Swap every "wildlife tally" in the records below for "field survey", and give the records back with nothing else changed.

>> begin SUPPLIED DATA

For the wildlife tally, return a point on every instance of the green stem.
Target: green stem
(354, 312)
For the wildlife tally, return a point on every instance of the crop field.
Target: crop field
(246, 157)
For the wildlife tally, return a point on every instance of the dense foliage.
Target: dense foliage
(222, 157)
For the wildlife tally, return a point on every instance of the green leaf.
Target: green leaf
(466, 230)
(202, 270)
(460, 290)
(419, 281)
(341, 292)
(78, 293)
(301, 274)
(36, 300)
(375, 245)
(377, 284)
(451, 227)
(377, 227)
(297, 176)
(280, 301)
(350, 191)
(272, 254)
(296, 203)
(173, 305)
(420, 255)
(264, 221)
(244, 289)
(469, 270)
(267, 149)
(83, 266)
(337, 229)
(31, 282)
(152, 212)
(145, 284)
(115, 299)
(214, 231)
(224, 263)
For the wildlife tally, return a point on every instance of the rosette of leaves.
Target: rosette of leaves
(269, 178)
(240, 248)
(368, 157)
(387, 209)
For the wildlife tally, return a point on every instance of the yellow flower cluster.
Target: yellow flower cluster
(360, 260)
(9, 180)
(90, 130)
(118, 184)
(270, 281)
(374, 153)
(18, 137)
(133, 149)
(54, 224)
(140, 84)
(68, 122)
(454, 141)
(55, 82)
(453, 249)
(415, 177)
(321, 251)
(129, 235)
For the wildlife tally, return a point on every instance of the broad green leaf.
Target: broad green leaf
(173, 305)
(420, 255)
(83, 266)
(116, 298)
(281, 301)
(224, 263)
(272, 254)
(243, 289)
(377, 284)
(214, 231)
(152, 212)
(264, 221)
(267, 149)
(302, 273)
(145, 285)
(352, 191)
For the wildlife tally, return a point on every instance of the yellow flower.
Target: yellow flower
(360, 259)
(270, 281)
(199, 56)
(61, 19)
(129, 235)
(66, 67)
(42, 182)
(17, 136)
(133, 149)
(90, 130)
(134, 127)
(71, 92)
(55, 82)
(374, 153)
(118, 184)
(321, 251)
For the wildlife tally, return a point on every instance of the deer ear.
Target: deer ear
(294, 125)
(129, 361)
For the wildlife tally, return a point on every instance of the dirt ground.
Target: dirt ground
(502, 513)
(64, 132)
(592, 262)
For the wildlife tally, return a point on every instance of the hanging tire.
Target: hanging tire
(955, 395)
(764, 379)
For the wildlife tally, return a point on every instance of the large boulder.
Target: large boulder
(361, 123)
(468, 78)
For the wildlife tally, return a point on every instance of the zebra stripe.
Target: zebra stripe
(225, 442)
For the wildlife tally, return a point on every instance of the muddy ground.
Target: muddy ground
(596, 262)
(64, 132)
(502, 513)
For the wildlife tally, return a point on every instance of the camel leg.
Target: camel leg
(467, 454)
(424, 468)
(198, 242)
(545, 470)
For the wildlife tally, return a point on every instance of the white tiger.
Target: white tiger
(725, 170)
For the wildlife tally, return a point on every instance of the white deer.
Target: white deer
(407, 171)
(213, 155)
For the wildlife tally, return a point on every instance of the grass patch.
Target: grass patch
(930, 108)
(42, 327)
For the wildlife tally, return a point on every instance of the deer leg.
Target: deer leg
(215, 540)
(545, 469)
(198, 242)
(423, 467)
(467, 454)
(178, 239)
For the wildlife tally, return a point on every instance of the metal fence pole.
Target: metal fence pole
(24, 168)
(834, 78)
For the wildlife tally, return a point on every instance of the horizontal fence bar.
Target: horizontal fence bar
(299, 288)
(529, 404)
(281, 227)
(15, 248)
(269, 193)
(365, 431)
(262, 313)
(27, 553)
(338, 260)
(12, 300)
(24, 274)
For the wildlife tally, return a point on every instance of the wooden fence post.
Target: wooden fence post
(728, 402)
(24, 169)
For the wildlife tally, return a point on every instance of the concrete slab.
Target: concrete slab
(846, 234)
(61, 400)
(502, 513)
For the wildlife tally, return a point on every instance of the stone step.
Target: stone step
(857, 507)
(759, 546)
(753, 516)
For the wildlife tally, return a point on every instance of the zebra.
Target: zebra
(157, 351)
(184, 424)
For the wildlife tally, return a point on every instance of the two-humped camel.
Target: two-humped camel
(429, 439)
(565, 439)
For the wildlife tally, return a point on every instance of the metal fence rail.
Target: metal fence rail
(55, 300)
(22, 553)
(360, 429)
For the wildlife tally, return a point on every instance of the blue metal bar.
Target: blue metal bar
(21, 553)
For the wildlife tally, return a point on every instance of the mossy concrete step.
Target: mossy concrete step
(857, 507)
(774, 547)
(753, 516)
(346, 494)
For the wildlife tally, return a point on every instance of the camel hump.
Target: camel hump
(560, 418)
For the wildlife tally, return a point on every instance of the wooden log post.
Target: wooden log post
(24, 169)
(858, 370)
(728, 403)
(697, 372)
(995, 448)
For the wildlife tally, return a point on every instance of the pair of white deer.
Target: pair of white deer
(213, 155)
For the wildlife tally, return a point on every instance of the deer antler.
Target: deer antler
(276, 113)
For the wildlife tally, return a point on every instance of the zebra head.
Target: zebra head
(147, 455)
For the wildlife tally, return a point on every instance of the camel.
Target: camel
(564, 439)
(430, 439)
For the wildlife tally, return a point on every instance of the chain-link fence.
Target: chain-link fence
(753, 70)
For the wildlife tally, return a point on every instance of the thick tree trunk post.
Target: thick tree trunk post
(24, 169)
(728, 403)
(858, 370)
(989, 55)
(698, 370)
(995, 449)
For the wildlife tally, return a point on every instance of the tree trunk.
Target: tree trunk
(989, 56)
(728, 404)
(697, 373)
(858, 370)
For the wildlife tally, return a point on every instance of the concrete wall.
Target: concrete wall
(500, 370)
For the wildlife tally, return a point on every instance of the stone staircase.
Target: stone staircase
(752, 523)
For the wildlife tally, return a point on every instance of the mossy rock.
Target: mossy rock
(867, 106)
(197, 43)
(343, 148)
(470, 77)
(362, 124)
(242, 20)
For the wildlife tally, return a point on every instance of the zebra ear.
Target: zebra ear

>> end SUPPLIED DATA

» **EXERCISE RESULT**
For the field survey, return a point on every instance of the green stem.
Target: green stem
(354, 312)
For the field survey, return a point on every instance of the crop field.
Target: crop field
(246, 157)
For the field survey, return a point on every instance of the dense foliage.
Target: dense foliage
(222, 157)
For the field survey, return a point on every instance of the green leaf.
Target: green leaf
(466, 230)
(202, 270)
(460, 290)
(419, 281)
(341, 292)
(78, 293)
(301, 274)
(36, 300)
(375, 245)
(377, 284)
(451, 227)
(377, 227)
(297, 176)
(280, 301)
(350, 191)
(272, 254)
(296, 203)
(173, 305)
(420, 255)
(264, 221)
(244, 289)
(469, 270)
(267, 149)
(83, 266)
(337, 229)
(31, 282)
(152, 212)
(145, 284)
(115, 299)
(214, 231)
(224, 263)
For the field survey, return a point on every instance of the rosette of leaves.
Target: rosette of leaves
(269, 178)
(240, 248)
(368, 157)
(387, 209)
For the field survey, return a point on every instance of the yellow flower cluster.
Target: yellow flower cluster
(360, 260)
(9, 180)
(90, 130)
(118, 184)
(270, 281)
(374, 153)
(18, 137)
(133, 149)
(54, 224)
(140, 84)
(68, 122)
(454, 141)
(55, 82)
(453, 249)
(415, 177)
(321, 251)
(129, 235)
For the field survey, return a point on every instance of the broad green leaf.
Target: broad green leaf
(173, 305)
(420, 255)
(83, 266)
(116, 298)
(281, 301)
(224, 263)
(272, 254)
(243, 289)
(377, 284)
(214, 231)
(152, 212)
(264, 221)
(267, 149)
(302, 273)
(145, 285)
(352, 191)
For the field survey, return a point on every instance of the yellow flower.
Target: yellow flower
(360, 259)
(270, 281)
(199, 56)
(61, 19)
(129, 235)
(66, 67)
(42, 182)
(17, 136)
(133, 149)
(90, 130)
(134, 127)
(71, 92)
(55, 82)
(374, 153)
(118, 184)
(321, 251)
For the field survey, return a point on every instance of the deer ear.
Target: deer ear
(294, 125)
(129, 361)
For the field survey, return a point on every instance of the dirt ground.
Target: dirt ground
(502, 513)
(64, 132)
(592, 262)
For the field survey, return a point on every instance of the hanging tire.
Target: hanging tire
(955, 395)
(764, 379)
For the field survey, return a point on every instance of the large boulder.
Target: large boulder
(361, 123)
(468, 78)
For the field survey, return a point on every instance of the zebra stripe.
Target: zebra stripe
(225, 442)
For the field survey, return a point on every instance of the muddy ground.
Target: muddy ground
(596, 262)
(64, 132)
(502, 513)
For the field survey, return a point on every instance of the camel leg.
Target: camel leg
(467, 454)
(424, 468)
(198, 242)
(545, 470)
For the field survey, return a point on every instance of the white tiger.
Target: white tiger
(725, 170)
For the field survey, return a point on every instance of the white deer.
Target: white deer
(407, 171)
(213, 155)
For the field survey, return a point on every instance of the grass patch.
Target: grass patch
(930, 108)
(42, 327)
For the field survey, return a point on every instance of the deer leg.
Target: deer leg
(215, 540)
(545, 469)
(198, 242)
(423, 467)
(467, 454)
(178, 239)
For the field survey, return a point on every instance of the metal fence pole.
Target: metal fence pole
(24, 168)
(834, 78)
For the field survey, return a point on every instance of the horizontal fence bar.
Target: horizontal fence bar
(299, 288)
(529, 404)
(281, 227)
(15, 248)
(269, 193)
(365, 431)
(262, 313)
(27, 553)
(338, 260)
(12, 300)
(24, 274)
For the field survey, return a point on every instance of the wooden fence post.
Target: wooden fence post
(728, 402)
(24, 169)
For the field survey, return a point on every instance of the concrete slab.
Target: concrete slab
(846, 234)
(61, 400)
(502, 513)
For the field survey, return a point on every instance of the stone step.
Target: stone step
(857, 507)
(759, 546)
(753, 516)
For the field survey, return a point on every instance of the zebra.
Target: zebra
(157, 351)
(184, 424)
For the field survey, return a point on every instance of the two-humped camel.
Target: two-humped camel
(429, 439)
(565, 439)
For the field survey, return a point on every instance of the metal fence rail.
Target: metal fence rail
(55, 300)
(22, 553)
(360, 429)
For the field survey, return a point on every instance of the blue metal bar.
Target: blue metal bar
(21, 553)
For the field survey, return a point on every instance of the mossy concrete step.
Target: mossy concrete step
(857, 507)
(774, 547)
(753, 516)
(346, 494)
For the field survey, return a point on every instance of the camel hump.
Target: camel hump
(560, 418)
For the field survey, return a point on every instance of the wooden log post.
Target: wooden log post
(24, 169)
(858, 370)
(728, 403)
(697, 372)
(995, 448)
For the field survey, return a point on every instance of the pair of white deer.
Target: pair of white deer
(213, 155)
For the field survey, return a point on every instance of the deer antler.
Target: deer antler
(276, 113)
For the field survey, return a point on every instance of the zebra head.
Target: zebra head
(147, 455)
For the field survey, return a point on every instance of the camel.
Target: camel
(564, 439)
(430, 439)
For the field survey, return a point on every instance of the chain-link fence.
Target: chain-link fence
(753, 70)
For the field survey, return a point on every instance of the thick tree trunk post.
Target: thick tree trunk post
(24, 169)
(728, 403)
(858, 370)
(989, 55)
(698, 370)
(995, 449)
For the field survey, return a point on every instance of the tree trunk.
Target: tree trunk
(989, 56)
(728, 404)
(697, 373)
(858, 370)
For the field survey, return a point on every instance of the concrete wall.
Target: concrete wall
(500, 370)
For the field survey, return a point on every instance of the stone staircase.
Target: stone staircase
(752, 523)
For the field survey, return a point on every instance of the mossy rock.
Target: mossy rock
(867, 106)
(197, 43)
(343, 148)
(470, 77)
(362, 124)
(242, 20)
For the field survey, return a point on every instance of the zebra ear.
Target: zebra ear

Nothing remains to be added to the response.